Националистические взгляды стали атрибутом привилегированных классов, которые, как консервативные элементы, органически выступали против любого социально-революционной команды. Трудовой народ чувствовал, что должен бороться против этого буржуазно-капиталистического национализма и видел в интернациональном марксизме единственный способ достижения социалистического идеала. Так борьба за человеческие условия жизни принимала антинациональный характер. Социальный принцип и национальная идея становились враждебны друг другу… Но тут случилось чудо: кровопролития и пожары мировой войны мучили, сводили с ума, но также закаляли и очищали. Из грозовых облаков пришёл единый идеал социализма и национализма!.. Суть в том, чтобы связать социальную и национальную идею, снова найти грандиозный синтез, в котором скрываются невиданные возможности[2].

Современный болгарский историк Николай Поппетров указывает на органическое родство легионерского движения с фашизмом и нацизмом:

С первых шагов легионерская организация выражала свой антикоммунизм, неприятие либерализма, масонства, интернационализма и пацифизма. В самых ранних выступлениях была показана симпатия к итальянскому фашизму и национал-социализму, заимствовались концептуальные позиции, символы, слоганы и термины. Третий съезд (1933) принял ориентацию на однопартийную политическую модель… Выражалось сочувствие новому порядку — национал-социализму, усиливался антисемитизм, постепенно утверждалась целенаправленная оппозиция режиму… Группа высших офицеров разделяла идеи правого радикализма и тоталитаризма[3].

_Постановка задачи:_ Продолжите фрагмент о легионерском движении, начав сразу после его последнего предложения. Записи взяты из другого источника и с этим фрагментом не связаны.

_Представленные записи:_

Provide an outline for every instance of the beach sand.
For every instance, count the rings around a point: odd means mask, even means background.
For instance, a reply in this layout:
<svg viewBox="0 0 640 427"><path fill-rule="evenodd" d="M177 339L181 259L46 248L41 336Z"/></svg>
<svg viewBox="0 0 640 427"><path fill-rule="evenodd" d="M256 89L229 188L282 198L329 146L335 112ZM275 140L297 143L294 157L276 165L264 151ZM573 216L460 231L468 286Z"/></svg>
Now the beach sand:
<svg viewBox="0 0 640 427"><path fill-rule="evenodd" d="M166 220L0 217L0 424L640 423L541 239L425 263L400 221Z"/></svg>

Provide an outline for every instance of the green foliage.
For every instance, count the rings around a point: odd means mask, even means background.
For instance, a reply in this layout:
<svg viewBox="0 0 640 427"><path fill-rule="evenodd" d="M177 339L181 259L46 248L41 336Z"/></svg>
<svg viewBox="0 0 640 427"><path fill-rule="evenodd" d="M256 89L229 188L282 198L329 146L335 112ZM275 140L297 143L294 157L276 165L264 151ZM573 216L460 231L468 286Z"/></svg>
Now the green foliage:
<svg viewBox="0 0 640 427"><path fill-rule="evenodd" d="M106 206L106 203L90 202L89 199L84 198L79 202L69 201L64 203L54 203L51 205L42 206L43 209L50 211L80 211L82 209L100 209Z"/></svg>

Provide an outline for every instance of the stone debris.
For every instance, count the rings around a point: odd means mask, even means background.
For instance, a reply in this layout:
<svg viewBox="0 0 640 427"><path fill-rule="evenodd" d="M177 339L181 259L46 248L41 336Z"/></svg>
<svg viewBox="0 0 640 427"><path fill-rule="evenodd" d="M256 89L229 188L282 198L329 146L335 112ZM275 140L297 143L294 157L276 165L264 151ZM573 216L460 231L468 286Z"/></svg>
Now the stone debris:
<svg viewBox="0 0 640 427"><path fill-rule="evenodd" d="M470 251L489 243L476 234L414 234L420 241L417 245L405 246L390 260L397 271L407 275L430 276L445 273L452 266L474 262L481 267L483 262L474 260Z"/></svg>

_Ответ:_
В то же время сами легионеры отвергали отождествление своей организации с итальянским или германским аналогами и подчёркивали «болгарскую национальную самобытность» движения[4].

Важной чертой, отличавшей Легионы от других крайне правых организаций, являлся демонстративный популизм, ориентация на массовость, социальная риторика и методы прямого действия, вплоть до уличного насилия. Отмечалось, что кадровый актив Легионов набирался в той же среде, что у коммунистов и социалистов[5]. От столь же популистского НСД Легионы отличались декларируемой беспартийностью, принципиальным отказом от парламентских форм политической деятельности.

Данные о численности организации различны. Некоторые современные историки говорят о 50, 150 и даже о 200 тысячах членов, но эти цифры вызывают сомнения. Постоянный актив составлял порядка 15 тысяч человек, временами достигая 35 тысяч[6].

Символом Легионов являлся лев над стрелой-молнией в кругу цветов болгарского национального флага с аббревиатурой СБНЛ. Иногда молнию заменяла свастика.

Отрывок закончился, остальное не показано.